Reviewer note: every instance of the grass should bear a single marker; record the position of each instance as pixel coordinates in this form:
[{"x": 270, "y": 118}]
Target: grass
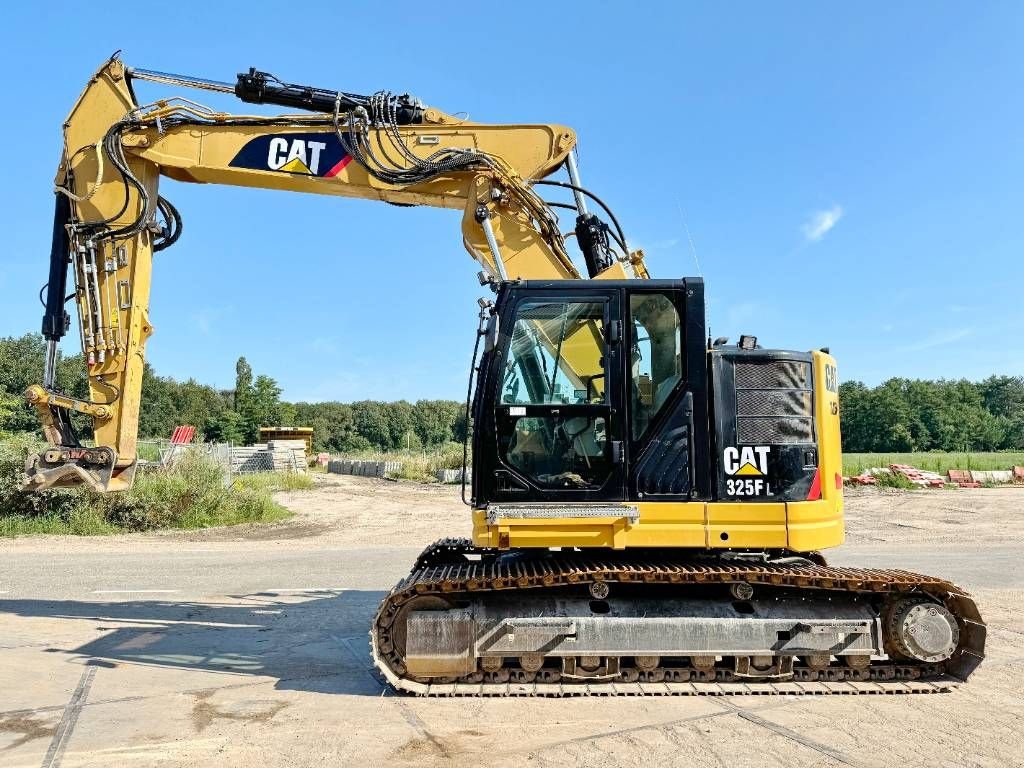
[
  {"x": 416, "y": 465},
  {"x": 854, "y": 464},
  {"x": 193, "y": 494}
]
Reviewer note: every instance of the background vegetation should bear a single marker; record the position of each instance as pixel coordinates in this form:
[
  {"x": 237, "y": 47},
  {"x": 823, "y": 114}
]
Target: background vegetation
[
  {"x": 236, "y": 415},
  {"x": 898, "y": 416},
  {"x": 193, "y": 494}
]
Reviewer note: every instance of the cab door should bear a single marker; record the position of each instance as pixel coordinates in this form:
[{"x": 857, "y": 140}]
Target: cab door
[{"x": 555, "y": 386}]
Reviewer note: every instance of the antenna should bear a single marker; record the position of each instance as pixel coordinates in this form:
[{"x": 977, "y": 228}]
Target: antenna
[{"x": 689, "y": 238}]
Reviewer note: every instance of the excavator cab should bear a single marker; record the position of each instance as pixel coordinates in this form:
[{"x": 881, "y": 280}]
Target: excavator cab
[
  {"x": 585, "y": 376},
  {"x": 603, "y": 417}
]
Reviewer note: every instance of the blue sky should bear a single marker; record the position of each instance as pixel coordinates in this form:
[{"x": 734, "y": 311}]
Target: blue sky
[{"x": 850, "y": 175}]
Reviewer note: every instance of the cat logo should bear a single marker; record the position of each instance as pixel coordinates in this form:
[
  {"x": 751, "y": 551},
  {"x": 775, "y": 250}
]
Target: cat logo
[
  {"x": 748, "y": 467},
  {"x": 297, "y": 156},
  {"x": 320, "y": 155},
  {"x": 748, "y": 462}
]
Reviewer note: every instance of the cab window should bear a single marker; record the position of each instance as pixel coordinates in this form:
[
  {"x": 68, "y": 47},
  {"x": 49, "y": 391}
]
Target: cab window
[
  {"x": 656, "y": 357},
  {"x": 556, "y": 354}
]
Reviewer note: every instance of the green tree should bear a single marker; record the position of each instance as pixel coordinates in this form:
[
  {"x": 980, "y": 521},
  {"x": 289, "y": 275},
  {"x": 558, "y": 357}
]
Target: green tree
[
  {"x": 261, "y": 407},
  {"x": 226, "y": 426},
  {"x": 243, "y": 383}
]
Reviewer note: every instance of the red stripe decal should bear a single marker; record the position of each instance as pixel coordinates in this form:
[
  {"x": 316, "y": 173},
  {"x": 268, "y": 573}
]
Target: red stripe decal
[
  {"x": 339, "y": 167},
  {"x": 815, "y": 493}
]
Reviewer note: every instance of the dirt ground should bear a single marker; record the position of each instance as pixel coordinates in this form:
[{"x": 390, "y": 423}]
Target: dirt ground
[{"x": 248, "y": 645}]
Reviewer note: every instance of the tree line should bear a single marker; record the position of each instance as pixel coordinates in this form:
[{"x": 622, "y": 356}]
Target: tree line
[
  {"x": 899, "y": 415},
  {"x": 232, "y": 415},
  {"x": 905, "y": 415}
]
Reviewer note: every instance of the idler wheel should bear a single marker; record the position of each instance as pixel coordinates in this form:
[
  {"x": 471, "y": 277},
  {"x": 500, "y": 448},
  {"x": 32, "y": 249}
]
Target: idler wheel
[
  {"x": 646, "y": 663},
  {"x": 531, "y": 662},
  {"x": 921, "y": 630}
]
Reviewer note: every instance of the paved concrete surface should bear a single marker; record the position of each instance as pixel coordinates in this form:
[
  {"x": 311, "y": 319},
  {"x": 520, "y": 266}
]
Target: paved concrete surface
[{"x": 249, "y": 646}]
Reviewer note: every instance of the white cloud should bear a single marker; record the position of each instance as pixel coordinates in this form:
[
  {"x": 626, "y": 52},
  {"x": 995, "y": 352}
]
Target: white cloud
[
  {"x": 821, "y": 222},
  {"x": 739, "y": 314},
  {"x": 657, "y": 245},
  {"x": 939, "y": 339},
  {"x": 206, "y": 318}
]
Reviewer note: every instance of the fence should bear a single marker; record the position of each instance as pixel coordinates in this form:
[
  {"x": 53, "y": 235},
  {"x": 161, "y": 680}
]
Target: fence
[{"x": 275, "y": 456}]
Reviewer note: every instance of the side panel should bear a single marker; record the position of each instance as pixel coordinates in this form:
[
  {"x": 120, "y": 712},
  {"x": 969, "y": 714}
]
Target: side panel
[{"x": 818, "y": 524}]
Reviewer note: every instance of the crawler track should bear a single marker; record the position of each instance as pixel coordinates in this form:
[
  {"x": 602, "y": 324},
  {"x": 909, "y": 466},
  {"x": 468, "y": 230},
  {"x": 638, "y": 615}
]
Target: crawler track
[{"x": 453, "y": 569}]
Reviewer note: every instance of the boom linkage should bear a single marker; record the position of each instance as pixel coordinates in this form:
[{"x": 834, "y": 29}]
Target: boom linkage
[{"x": 110, "y": 217}]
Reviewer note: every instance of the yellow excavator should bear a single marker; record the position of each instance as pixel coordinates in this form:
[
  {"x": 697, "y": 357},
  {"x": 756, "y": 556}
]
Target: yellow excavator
[{"x": 648, "y": 506}]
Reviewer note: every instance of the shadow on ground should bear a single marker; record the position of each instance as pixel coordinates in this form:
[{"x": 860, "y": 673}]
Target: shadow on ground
[{"x": 309, "y": 642}]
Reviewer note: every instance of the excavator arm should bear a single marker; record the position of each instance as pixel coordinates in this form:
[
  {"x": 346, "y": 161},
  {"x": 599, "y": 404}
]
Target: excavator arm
[{"x": 111, "y": 218}]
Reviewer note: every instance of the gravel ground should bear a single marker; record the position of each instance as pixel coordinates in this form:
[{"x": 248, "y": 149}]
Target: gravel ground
[{"x": 247, "y": 645}]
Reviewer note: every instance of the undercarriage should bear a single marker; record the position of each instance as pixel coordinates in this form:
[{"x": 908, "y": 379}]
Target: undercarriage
[{"x": 480, "y": 622}]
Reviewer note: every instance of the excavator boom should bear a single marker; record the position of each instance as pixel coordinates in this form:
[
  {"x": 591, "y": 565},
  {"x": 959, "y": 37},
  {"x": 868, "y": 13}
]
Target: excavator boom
[{"x": 111, "y": 217}]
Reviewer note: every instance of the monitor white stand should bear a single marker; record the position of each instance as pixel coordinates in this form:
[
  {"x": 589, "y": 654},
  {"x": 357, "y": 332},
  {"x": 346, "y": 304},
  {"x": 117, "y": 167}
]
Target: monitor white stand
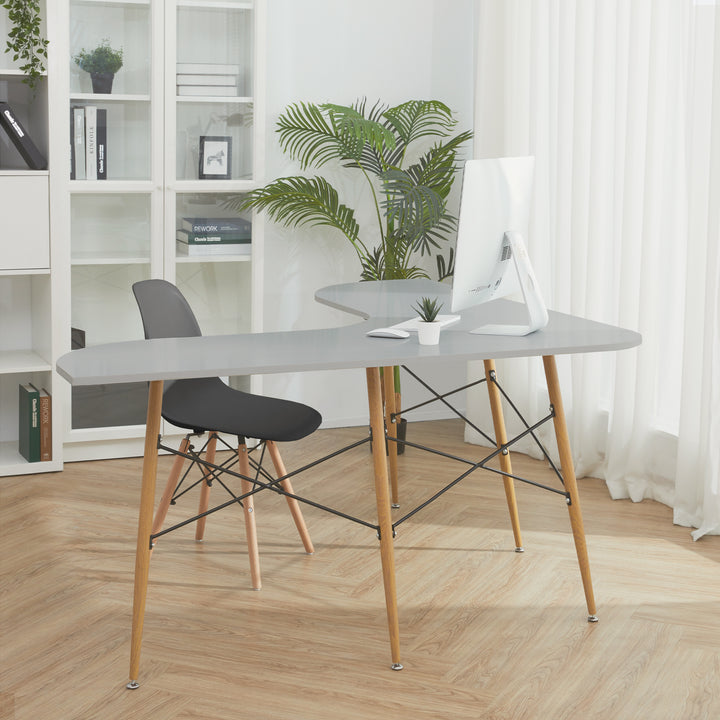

______

Before writing out the material above, please remove its pictures; everything else stays exact.

Reviewer note: every instance of the grass should bear a single marker; record the position of each instance as pixel coordinates in this form:
[{"x": 270, "y": 118}]
Target: grass
[
  {"x": 416, "y": 465},
  {"x": 854, "y": 464},
  {"x": 193, "y": 494}
]
Reviewer note: every instance of the background vegetation should bear a single marker; record the position of each instance as pixel coordinates in this form:
[
  {"x": 237, "y": 47},
  {"x": 823, "y": 114}
]
Target: background vegetation
[
  {"x": 236, "y": 415},
  {"x": 898, "y": 416},
  {"x": 193, "y": 494}
]
Reviewer note: every instance of the cab door should bear a single marker; record the position of each instance as pixel coordinates in this form:
[{"x": 857, "y": 140}]
Target: cab door
[{"x": 555, "y": 386}]
Reviewer note: every instance of the antenna should bear a single marker; record the position of each instance as pixel coordinates in this form:
[{"x": 977, "y": 228}]
Target: antenna
[{"x": 689, "y": 238}]
Reviewer note: every instance of the excavator cab should bear a single marker; record the position of each instance as pixel coordinates in this form:
[{"x": 881, "y": 280}]
Target: excavator cab
[
  {"x": 585, "y": 376},
  {"x": 603, "y": 417}
]
Reviewer note: every instance of the blue sky should bear a single marker; record the position of each instance as pixel coordinates in this form:
[{"x": 734, "y": 311}]
Target: blue sky
[{"x": 850, "y": 175}]
Reviewer note: every instance of the cat logo should bear a single marker; record the position of each instance as pixel coordinates in this form:
[
  {"x": 751, "y": 551},
  {"x": 775, "y": 250}
]
Target: cat logo
[
  {"x": 748, "y": 467},
  {"x": 297, "y": 156},
  {"x": 320, "y": 155},
  {"x": 748, "y": 462}
]
Reviewer note: every instance of the cab window should bear a single marker; record the position of each instance as pixel coordinates in this form:
[
  {"x": 68, "y": 47},
  {"x": 49, "y": 391}
]
Target: cab window
[
  {"x": 656, "y": 357},
  {"x": 556, "y": 354}
]
Reviewer note: every instance of the green tree should bear a single marker; record the position of each instance as pixel coordinates in this form:
[
  {"x": 980, "y": 521},
  {"x": 289, "y": 275},
  {"x": 558, "y": 357}
]
Target: green tree
[
  {"x": 261, "y": 407},
  {"x": 226, "y": 426},
  {"x": 243, "y": 383}
]
Reviewer note: every instance of the red stripe decal should bear a single marker; record the position of each instance as pixel coordinates in this form:
[
  {"x": 316, "y": 173},
  {"x": 268, "y": 573}
]
Target: red stripe decal
[
  {"x": 339, "y": 167},
  {"x": 815, "y": 493}
]
Reviewer note: every instance of the dirt ground should bear a single marker; record the position of each instance as pixel coordinates in this form:
[{"x": 390, "y": 423}]
Target: dirt ground
[{"x": 248, "y": 645}]
Reviewer note: every instance of the tree line should bear a single marker; record the position of each instance as pixel coordinates in this form:
[{"x": 622, "y": 356}]
Target: tree line
[
  {"x": 899, "y": 415},
  {"x": 232, "y": 415},
  {"x": 905, "y": 415}
]
Reviewer note: every instance of the idler wheel should bear a single marker; record the position of each instance as pixel coordinates in this form:
[
  {"x": 471, "y": 277},
  {"x": 500, "y": 448},
  {"x": 32, "y": 249}
]
Target: idler wheel
[
  {"x": 646, "y": 663},
  {"x": 531, "y": 662},
  {"x": 921, "y": 630}
]
Reviewer note: every instance of the paved concrete surface should bear a single marker; record the position of each instance as pixel coordinates in this form:
[
  {"x": 311, "y": 319},
  {"x": 520, "y": 266}
]
Target: paved concrete surface
[{"x": 249, "y": 646}]
Reviewer note: every instance of the white cloud should bear a single marker; record the position of each instance as pixel coordinates in this form:
[
  {"x": 626, "y": 52},
  {"x": 995, "y": 352}
]
Target: white cloud
[
  {"x": 821, "y": 222},
  {"x": 739, "y": 314},
  {"x": 657, "y": 245},
  {"x": 939, "y": 339},
  {"x": 206, "y": 318}
]
Reviewer note: every instance of the fence should bear a single marker; record the position of each instance as pixel coordinates in this form:
[
  {"x": 53, "y": 235},
  {"x": 161, "y": 680}
]
Target: fence
[{"x": 275, "y": 456}]
Reviewer note: every instance of the side panel should bear a single marker; record the position of each instance as pixel coordinates in this form:
[
  {"x": 120, "y": 712},
  {"x": 969, "y": 714}
]
Target: side panel
[{"x": 818, "y": 524}]
Reviewer note: every instance of the crawler track should bear a single marker; record the position of each instance as pixel coordinates in this form:
[
  {"x": 602, "y": 324},
  {"x": 909, "y": 466},
  {"x": 468, "y": 230},
  {"x": 638, "y": 615}
]
Target: crawler track
[{"x": 453, "y": 569}]
Reviewer note: every instance of the boom linkage should bear a single marker; record the position of each instance as pixel coordinates in this form:
[{"x": 834, "y": 29}]
Target: boom linkage
[{"x": 110, "y": 217}]
Reviewer note: every instance of the yellow excavator should bear a single marker; record the position of each instance as pixel coordinates in this form:
[
  {"x": 697, "y": 357},
  {"x": 756, "y": 556}
]
Target: yellow excavator
[{"x": 648, "y": 506}]
Reviewer note: every instance of the shadow on ground should bear a single marker; record the position of each instance as pixel coordinates in this form:
[{"x": 860, "y": 673}]
Target: shadow on ground
[{"x": 309, "y": 642}]
Reviewer note: every instance of the excavator arm should bear a single marker; record the position of each instance as pixel coordinates in this form:
[
  {"x": 346, "y": 161},
  {"x": 599, "y": 404}
]
Target: excavator arm
[{"x": 111, "y": 218}]
Reviewer note: every instance of the gravel ground should bear a single marker; record the position of each instance as pixel coordinates in this form:
[{"x": 248, "y": 149}]
Target: gravel ground
[{"x": 247, "y": 645}]
Reviewer note: every instance of the undercarriage should bear a single marker; record the position of each instance as pixel coordinates in this form:
[{"x": 908, "y": 379}]
Target: undercarriage
[{"x": 480, "y": 622}]
Reviewer note: every instance of the excavator boom should bear a single marker; record the position of each instance as pixel coordinates in this form:
[
  {"x": 591, "y": 565},
  {"x": 959, "y": 37},
  {"x": 868, "y": 13}
]
Target: excavator boom
[{"x": 111, "y": 217}]
Reviewer note: every instance of the monitor white stand should bear a single marker; record the position of each instance as pixel coordinates in this form:
[
  {"x": 589, "y": 654},
  {"x": 357, "y": 332},
  {"x": 346, "y": 304},
  {"x": 117, "y": 167}
]
Target: monitor white stand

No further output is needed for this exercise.